# REQUIRED ACTIONS
**a)** Reproduce the stretch of the EGR text from "EGRs are SEBI-regulated" through "whenever you choose." word for word.
**b)** In the EGR text, where are EGRs held by the investor?

Electronic Gold Receipts (EGR): Meaning, Features & How They Work in India
- 19th May 2026
- 01:00 PM
- 10 min read
India ranks among the largest gold consumers in the world, yet for decades the way Indians have bought gold has stayed unchanged. Jewellery, coins, and bars dominate, each carrying making charges, storage worries, and purity doubts. Digital alternatives have emerged, but most operate outside any regulator’s oversight. Electronic Gold Receipts (EGRs) change that.
EGRs are SEBI-regulated electronic securities that represent ownership of physical gold stored in accredited vaults. You hold them in your demat account, trade them on stock exchanges, and convert them into physical gold whenever you choose.
This article covers what EGRs are, why SEBI introduced them, how the system works, who can invest, the charges and taxation involved, and how EGRs compare with gold ETFs, SGBs, digital gold, and physical gold.

# STORED ROWS
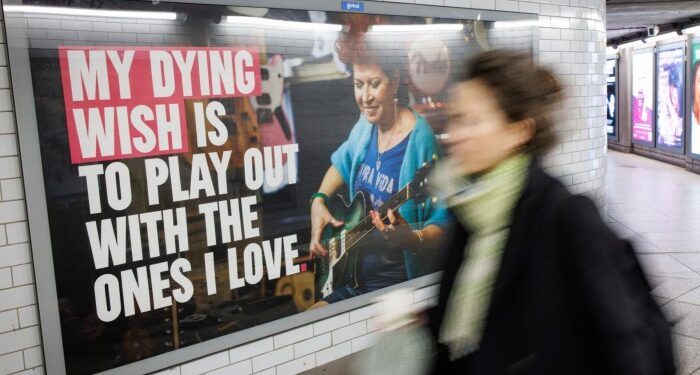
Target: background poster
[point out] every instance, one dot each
(611, 102)
(179, 155)
(642, 96)
(695, 99)
(670, 85)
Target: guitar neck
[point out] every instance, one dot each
(353, 236)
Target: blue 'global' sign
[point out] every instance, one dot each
(353, 6)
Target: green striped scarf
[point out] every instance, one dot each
(484, 205)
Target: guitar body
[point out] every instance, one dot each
(336, 269)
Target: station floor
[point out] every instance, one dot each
(657, 206)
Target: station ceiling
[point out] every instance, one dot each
(628, 18)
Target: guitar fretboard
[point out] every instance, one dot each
(353, 236)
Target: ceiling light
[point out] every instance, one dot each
(661, 37)
(425, 27)
(89, 12)
(691, 30)
(636, 43)
(268, 22)
(514, 24)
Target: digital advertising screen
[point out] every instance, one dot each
(643, 97)
(180, 146)
(670, 98)
(695, 98)
(611, 98)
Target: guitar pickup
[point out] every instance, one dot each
(264, 116)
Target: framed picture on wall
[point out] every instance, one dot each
(643, 97)
(670, 103)
(611, 98)
(694, 99)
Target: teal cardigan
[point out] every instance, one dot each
(422, 148)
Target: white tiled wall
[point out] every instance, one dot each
(571, 42)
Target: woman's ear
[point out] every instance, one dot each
(523, 131)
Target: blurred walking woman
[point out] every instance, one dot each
(535, 282)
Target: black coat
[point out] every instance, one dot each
(569, 297)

# EXERCISE RESULTS
**a)**
EGRs are SEBI-regulated electronic securities that represent ownership of physical gold stored in accredited vaults. You hold them in your demat account, trade them on stock exchanges, and convert them into physical gold whenever you choose.

**b)** In the investor's demat account.